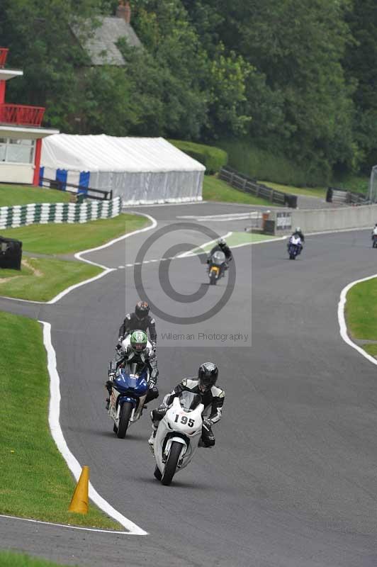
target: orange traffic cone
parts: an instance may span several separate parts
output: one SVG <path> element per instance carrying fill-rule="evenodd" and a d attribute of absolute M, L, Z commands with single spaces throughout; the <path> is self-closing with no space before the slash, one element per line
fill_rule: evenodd
<path fill-rule="evenodd" d="M 79 482 L 68 510 L 77 514 L 87 514 L 89 505 L 89 467 L 83 466 Z"/>

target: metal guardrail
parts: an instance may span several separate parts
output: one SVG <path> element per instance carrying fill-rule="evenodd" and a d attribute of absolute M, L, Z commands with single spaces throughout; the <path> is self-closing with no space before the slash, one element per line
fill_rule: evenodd
<path fill-rule="evenodd" d="M 282 193 L 280 191 L 272 189 L 231 167 L 222 167 L 218 176 L 220 179 L 223 179 L 239 191 L 267 199 L 271 203 L 281 205 L 282 207 L 297 208 L 296 195 L 291 195 L 288 193 Z"/>
<path fill-rule="evenodd" d="M 69 181 L 61 181 L 58 179 L 50 179 L 47 177 L 40 178 L 40 185 L 43 187 L 49 187 L 50 189 L 65 191 L 75 195 L 83 195 L 91 199 L 100 201 L 111 201 L 113 198 L 113 191 L 103 191 L 103 189 L 94 189 L 91 187 L 84 187 L 83 185 L 75 185 Z M 67 189 L 72 188 L 72 189 Z"/>
<path fill-rule="evenodd" d="M 366 205 L 368 201 L 362 193 L 354 193 L 337 187 L 328 187 L 326 193 L 327 203 L 338 203 L 345 205 Z"/>

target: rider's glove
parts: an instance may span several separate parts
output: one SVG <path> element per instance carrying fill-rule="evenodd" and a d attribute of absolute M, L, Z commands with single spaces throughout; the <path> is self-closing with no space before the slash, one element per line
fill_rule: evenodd
<path fill-rule="evenodd" d="M 212 426 L 213 425 L 213 422 L 212 420 L 210 420 L 209 417 L 205 417 L 203 420 L 203 426 L 206 427 L 206 430 L 210 430 Z"/>

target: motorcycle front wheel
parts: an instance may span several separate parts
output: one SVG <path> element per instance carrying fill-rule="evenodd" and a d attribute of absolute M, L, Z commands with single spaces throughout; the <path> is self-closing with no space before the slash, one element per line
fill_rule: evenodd
<path fill-rule="evenodd" d="M 178 441 L 173 441 L 171 447 L 170 447 L 170 453 L 165 464 L 164 473 L 161 479 L 161 482 L 165 486 L 169 486 L 173 480 L 173 476 L 176 471 L 176 466 L 182 450 L 182 444 L 179 443 Z"/>
<path fill-rule="evenodd" d="M 125 402 L 120 408 L 119 425 L 118 426 L 118 431 L 116 432 L 116 435 L 119 439 L 124 439 L 125 437 L 132 411 L 133 405 L 130 402 Z"/>

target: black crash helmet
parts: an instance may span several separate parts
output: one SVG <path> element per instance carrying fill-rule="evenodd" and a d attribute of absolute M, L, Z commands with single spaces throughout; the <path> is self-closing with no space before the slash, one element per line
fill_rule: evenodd
<path fill-rule="evenodd" d="M 146 301 L 138 301 L 136 303 L 135 314 L 140 321 L 146 319 L 149 313 L 150 306 Z"/>
<path fill-rule="evenodd" d="M 216 383 L 218 376 L 218 368 L 213 362 L 205 362 L 199 366 L 198 379 L 199 388 L 205 392 L 210 390 Z"/>

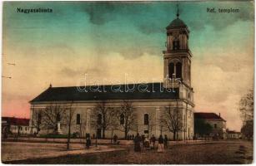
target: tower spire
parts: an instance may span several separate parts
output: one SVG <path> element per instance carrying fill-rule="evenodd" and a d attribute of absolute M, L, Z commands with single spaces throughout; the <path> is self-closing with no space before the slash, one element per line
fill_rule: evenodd
<path fill-rule="evenodd" d="M 178 18 L 178 16 L 179 16 L 179 13 L 178 13 L 178 2 L 177 2 L 177 14 L 176 14 L 176 16 L 177 16 L 177 17 Z"/>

○ ○ ○ ○ ○

WRITTEN TASK >>
Rewrite all of the lines above, switching every "separate" to "distinct" and leaving everything else unchanged. Leave out the pictures.

TASK OUTPUT >>
target: orange traffic cone
parts: an instance may span several distinct parts
output: one SVG <path> element per instance carrying fill-rule="evenodd" and a d attribute of absolute M, L, Z commands with single spaces throughout; the <path> is self-closing with no space before the slash, one element per line
fill_rule: evenodd
<path fill-rule="evenodd" d="M 79 482 L 68 510 L 77 514 L 87 514 L 89 505 L 89 467 L 83 466 Z"/>

target: metal guardrail
parts: an instance may span several distinct parts
output: one SVG <path> element per instance carrying fill-rule="evenodd" and a d attribute of absolute M, L, Z commands with single spaces throughout; the <path> is self-closing with no space before the slash, one element per line
fill_rule: evenodd
<path fill-rule="evenodd" d="M 282 193 L 280 191 L 272 189 L 231 167 L 222 167 L 218 176 L 220 179 L 223 179 L 239 191 L 267 199 L 271 203 L 281 205 L 282 207 L 297 208 L 296 195 L 291 195 L 288 193 Z"/>
<path fill-rule="evenodd" d="M 69 181 L 61 181 L 58 179 L 50 179 L 47 177 L 40 178 L 40 185 L 43 187 L 49 187 L 50 189 L 65 191 L 75 195 L 83 195 L 91 199 L 100 201 L 111 201 L 113 198 L 113 191 L 103 191 L 103 189 L 94 189 L 91 187 L 84 187 L 83 185 L 75 185 Z M 67 189 L 72 188 L 72 189 Z"/>
<path fill-rule="evenodd" d="M 366 205 L 368 201 L 362 193 L 354 193 L 337 187 L 328 187 L 326 193 L 327 203 L 338 203 L 345 205 Z"/>

target: rider's glove
parts: an instance may span several distinct parts
output: one SVG <path> element per instance carrying fill-rule="evenodd" and a d attribute of absolute M, L, Z commands with single spaces throughout; the <path> is self-closing with no space before the slash, one element per line
fill_rule: evenodd
<path fill-rule="evenodd" d="M 212 426 L 213 425 L 213 422 L 212 420 L 210 420 L 209 417 L 205 417 L 203 420 L 203 426 L 206 427 L 206 430 L 210 430 Z"/>

target: motorcycle front wheel
parts: an instance may span several distinct parts
output: one SVG <path> element per instance carrying fill-rule="evenodd" and a d attribute of absolute M, L, Z commands with single spaces throughout; the <path> is self-closing with no space before the slash, one element per line
fill_rule: evenodd
<path fill-rule="evenodd" d="M 178 441 L 173 441 L 171 447 L 170 447 L 170 453 L 165 464 L 164 473 L 161 479 L 161 482 L 165 486 L 169 486 L 173 480 L 173 476 L 176 471 L 176 466 L 182 450 L 182 444 L 179 443 Z"/>
<path fill-rule="evenodd" d="M 125 402 L 120 408 L 119 425 L 118 426 L 118 431 L 116 432 L 116 435 L 119 439 L 124 439 L 125 437 L 132 411 L 133 405 L 130 402 Z"/>

target: black crash helmet
parts: an instance may span several distinct parts
output: one SVG <path> element per instance carrying fill-rule="evenodd" and a d attribute of absolute M, L, Z commands with single spaces throughout; the <path> is self-closing with no space before the slash, one element per line
fill_rule: evenodd
<path fill-rule="evenodd" d="M 146 301 L 138 301 L 136 303 L 135 314 L 140 321 L 146 319 L 149 313 L 150 306 Z"/>
<path fill-rule="evenodd" d="M 216 383 L 218 376 L 218 368 L 213 362 L 205 362 L 199 366 L 198 379 L 199 388 L 205 392 L 210 390 Z"/>

target: tower spire
parts: an instance may span several distinct parts
output: one SVG <path> element per instance carrying fill-rule="evenodd" and a d attribute of absolute M, L, Z commands with single spaces throughout; the <path> is self-closing with no space before the slash, one element per line
fill_rule: evenodd
<path fill-rule="evenodd" d="M 178 18 L 178 16 L 179 16 L 179 13 L 178 13 L 178 2 L 177 2 L 177 14 L 176 14 L 176 16 L 177 16 L 177 17 Z"/>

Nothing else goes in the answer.